Aim 1: Write out the interview excerpt below, starting with "Tell us a bit" and going on through "with a story.".
--- Document passage ---
Tell us a bit about “Under the Hill.”

“Under the Hill” is a fantasy and although I’ve written some I mostly write extrapolation stuff.  Which is a fancy way of describing the particular subgenre of fantasy that we usually call science fiction.  But I love fantasy and read it.  I had been invited to a writer’s workshop run by Walter Jon Williams.  It’s up in Taos, New Mexico and we all sit around and read each other’s stories, workshop them, cook, and gossip.  Some people hike at 9,000 feet.  I admire them.  I love the workshop, do I had to come up with a story.

 

What was the inspiration for this story, or what prompted you to write it?

I surf tumblr and someone had posted a comic about what it would be like at college if there were elves.  You know, any bands for any functions have to be approved by the university because, well, elves and music.  I have floated around the edge of academia for forty some odd years and I loved the idea of a diverse, liberal arts institution dealing with elves.  I had been thinking about second tense (you do this and you do that) which is usually just a disguised ‘I’.  I mean people use it that way all the time.  ‘You know, when you’ve got no food in the apartment and you need to go to the grocery but you just say screw that and order pizza.’  When someone says that, they aren’t accusing the other person in the conversation of being lazy, they mean themselves.  But it changes the way everything feels.

 

Was “Under the Hill” personal to you in any way?  If so, how?
--- Data shown ---
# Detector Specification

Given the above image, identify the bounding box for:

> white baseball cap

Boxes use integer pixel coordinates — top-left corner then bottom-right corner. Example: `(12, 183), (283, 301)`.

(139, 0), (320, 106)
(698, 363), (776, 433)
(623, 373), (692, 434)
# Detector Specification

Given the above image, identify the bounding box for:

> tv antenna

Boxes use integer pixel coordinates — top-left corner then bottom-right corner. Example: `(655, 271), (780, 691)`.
---
--- Data shown ---
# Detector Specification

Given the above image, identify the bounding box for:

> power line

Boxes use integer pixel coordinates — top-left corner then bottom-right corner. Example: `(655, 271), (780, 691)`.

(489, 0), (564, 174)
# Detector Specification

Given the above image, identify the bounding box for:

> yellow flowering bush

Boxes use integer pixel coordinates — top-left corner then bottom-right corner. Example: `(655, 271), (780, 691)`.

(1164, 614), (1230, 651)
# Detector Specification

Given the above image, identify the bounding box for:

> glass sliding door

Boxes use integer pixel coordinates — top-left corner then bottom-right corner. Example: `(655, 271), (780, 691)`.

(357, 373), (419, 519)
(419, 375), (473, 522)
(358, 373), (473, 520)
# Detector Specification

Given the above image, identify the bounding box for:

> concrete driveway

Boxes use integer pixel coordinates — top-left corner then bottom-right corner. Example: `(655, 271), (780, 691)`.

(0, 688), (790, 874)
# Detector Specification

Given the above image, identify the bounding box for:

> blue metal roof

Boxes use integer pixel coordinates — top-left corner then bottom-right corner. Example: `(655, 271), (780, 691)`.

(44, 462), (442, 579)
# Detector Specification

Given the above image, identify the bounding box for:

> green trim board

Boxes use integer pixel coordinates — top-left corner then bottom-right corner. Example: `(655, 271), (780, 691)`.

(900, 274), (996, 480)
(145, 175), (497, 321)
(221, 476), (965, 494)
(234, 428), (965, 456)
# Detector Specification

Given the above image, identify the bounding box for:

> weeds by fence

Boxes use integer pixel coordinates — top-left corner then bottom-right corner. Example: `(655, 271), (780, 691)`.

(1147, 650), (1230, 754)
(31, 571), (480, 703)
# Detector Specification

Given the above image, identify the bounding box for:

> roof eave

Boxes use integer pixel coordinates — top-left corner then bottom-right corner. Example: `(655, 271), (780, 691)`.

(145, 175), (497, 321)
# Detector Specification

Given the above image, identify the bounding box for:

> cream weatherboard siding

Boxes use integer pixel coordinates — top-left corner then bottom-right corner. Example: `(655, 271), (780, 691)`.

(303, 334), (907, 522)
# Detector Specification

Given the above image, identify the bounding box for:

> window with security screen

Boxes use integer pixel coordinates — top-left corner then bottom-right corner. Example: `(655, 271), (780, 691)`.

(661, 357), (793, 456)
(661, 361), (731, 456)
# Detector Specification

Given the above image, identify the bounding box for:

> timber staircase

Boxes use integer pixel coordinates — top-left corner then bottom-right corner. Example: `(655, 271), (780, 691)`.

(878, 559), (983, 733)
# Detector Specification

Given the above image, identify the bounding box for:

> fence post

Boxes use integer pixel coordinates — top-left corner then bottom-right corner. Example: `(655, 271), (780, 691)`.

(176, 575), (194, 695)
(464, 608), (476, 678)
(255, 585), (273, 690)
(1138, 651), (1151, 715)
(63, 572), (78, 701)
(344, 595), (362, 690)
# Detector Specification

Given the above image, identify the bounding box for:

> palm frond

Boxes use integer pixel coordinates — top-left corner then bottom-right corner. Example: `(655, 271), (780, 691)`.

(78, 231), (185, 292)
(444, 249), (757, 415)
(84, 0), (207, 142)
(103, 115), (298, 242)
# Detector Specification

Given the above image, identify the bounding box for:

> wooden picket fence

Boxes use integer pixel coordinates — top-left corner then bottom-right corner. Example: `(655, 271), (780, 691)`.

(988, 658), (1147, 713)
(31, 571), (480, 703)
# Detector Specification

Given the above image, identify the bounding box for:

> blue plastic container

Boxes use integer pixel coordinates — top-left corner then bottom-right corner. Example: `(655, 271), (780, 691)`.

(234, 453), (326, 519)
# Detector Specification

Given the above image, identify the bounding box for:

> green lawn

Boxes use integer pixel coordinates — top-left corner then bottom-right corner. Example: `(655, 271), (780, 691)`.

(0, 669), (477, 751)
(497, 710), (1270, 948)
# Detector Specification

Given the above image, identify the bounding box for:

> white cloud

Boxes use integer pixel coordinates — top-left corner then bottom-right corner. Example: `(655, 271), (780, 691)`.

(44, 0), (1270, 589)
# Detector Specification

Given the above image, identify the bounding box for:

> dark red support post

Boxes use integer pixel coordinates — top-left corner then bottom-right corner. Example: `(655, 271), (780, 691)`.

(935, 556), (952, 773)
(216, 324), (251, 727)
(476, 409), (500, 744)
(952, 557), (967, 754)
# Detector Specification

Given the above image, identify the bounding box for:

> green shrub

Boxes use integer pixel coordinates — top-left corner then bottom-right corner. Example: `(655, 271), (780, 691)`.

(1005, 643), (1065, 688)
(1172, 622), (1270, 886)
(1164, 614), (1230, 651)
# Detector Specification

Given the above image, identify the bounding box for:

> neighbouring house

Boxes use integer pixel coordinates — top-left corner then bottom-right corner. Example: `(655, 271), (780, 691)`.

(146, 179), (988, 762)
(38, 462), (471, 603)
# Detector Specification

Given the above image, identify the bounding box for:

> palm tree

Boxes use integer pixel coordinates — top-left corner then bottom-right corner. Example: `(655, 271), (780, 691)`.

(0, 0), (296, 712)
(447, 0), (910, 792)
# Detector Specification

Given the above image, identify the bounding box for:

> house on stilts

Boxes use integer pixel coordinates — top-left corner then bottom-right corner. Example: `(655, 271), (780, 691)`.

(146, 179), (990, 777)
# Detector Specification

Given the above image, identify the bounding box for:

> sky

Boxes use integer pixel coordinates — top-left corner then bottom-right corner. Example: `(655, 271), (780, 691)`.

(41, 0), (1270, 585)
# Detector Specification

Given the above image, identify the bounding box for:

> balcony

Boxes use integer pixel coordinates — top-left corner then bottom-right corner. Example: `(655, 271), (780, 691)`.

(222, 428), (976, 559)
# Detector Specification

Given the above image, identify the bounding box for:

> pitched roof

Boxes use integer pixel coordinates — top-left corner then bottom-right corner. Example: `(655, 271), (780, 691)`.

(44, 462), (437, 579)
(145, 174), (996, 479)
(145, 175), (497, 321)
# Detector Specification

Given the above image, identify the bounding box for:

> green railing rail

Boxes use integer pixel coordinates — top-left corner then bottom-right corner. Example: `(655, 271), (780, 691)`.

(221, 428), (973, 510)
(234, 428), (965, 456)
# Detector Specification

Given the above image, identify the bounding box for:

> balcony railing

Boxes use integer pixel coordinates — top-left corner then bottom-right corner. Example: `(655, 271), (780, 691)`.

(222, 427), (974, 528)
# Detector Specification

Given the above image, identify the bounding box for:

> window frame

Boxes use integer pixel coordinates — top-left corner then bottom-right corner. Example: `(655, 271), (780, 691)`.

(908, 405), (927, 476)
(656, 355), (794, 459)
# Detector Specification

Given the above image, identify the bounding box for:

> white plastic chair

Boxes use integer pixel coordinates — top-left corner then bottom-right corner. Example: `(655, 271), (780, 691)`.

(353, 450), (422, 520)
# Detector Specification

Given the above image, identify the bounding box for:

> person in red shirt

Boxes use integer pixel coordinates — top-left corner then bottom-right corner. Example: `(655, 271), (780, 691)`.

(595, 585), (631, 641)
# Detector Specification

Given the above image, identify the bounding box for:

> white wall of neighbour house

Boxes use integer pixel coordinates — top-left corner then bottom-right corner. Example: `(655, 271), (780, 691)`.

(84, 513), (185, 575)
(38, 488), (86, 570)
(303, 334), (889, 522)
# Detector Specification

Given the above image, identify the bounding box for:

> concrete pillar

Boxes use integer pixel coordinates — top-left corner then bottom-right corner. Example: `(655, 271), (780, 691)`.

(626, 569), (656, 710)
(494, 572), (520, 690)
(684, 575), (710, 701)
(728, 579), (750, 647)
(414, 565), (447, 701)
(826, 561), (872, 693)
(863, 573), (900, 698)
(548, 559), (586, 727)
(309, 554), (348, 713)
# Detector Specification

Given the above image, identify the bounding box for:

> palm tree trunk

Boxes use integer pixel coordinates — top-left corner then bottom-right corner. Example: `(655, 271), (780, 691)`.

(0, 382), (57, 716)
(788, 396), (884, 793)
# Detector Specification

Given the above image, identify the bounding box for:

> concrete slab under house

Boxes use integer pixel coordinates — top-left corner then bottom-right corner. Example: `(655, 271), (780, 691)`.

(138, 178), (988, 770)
---
--- Data shown ---
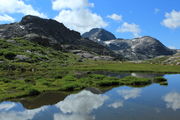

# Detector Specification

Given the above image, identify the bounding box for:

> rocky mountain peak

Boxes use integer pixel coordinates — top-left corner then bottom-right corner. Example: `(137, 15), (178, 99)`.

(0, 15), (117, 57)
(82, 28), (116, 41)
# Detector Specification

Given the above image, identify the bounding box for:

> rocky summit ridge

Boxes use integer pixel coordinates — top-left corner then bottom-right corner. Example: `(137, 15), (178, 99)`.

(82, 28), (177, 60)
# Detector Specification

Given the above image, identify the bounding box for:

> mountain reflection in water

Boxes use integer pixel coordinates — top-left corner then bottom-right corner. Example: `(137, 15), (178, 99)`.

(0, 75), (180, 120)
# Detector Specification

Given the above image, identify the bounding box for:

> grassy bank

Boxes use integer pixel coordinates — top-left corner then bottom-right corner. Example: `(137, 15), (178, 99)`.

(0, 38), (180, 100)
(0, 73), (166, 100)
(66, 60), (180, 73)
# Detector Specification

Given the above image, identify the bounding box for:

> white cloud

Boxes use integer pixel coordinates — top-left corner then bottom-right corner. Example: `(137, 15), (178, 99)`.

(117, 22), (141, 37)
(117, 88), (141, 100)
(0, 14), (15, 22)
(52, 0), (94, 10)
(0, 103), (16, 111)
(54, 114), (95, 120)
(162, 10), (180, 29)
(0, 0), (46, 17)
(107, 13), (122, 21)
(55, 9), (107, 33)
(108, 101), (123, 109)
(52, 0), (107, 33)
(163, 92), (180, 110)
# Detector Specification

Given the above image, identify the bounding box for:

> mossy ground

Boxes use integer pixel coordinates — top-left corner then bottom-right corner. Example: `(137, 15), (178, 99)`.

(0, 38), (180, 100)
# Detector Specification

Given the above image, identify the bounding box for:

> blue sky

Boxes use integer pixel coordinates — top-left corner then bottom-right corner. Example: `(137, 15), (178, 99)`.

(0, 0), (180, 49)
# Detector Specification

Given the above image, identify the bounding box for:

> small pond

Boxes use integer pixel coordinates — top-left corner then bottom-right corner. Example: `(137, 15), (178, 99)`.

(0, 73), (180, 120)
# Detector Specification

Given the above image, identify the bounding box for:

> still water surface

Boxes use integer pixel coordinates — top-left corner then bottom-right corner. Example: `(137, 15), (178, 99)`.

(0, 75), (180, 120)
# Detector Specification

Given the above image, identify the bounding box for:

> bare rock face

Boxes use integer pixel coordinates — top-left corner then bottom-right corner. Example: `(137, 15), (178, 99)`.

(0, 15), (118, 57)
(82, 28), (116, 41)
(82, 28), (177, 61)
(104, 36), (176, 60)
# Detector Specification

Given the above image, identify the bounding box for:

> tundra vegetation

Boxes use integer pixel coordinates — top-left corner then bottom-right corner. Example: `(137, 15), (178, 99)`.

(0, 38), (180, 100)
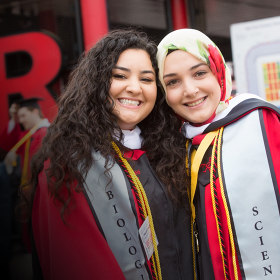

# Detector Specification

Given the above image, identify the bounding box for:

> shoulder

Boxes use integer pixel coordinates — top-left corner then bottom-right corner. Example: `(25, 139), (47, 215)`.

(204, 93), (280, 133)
---
Aim 2: Count the lines of the listing above that contain the word "water", and give only that number.

Problem solution 1:
Tell us a bit about “Under the Hill.”

“Under the Hill” is a fantasy and although I’ve written some I mostly write extrapolation stuff.  Which is a fancy way of describing the particular subgenre of fantasy that we usually call science fiction.  But I love fantasy and read it.  I had been invited to a writer’s workshop run by Walter Jon Williams.  It’s up in Taos, New Mexico and we all sit around and read each other’s stories, workshop them, cook, and gossip.  Some people hike at 9,000 feet.  I admire them.  I love the workshop, do I had to come up with a story.

Problem solution 2: 2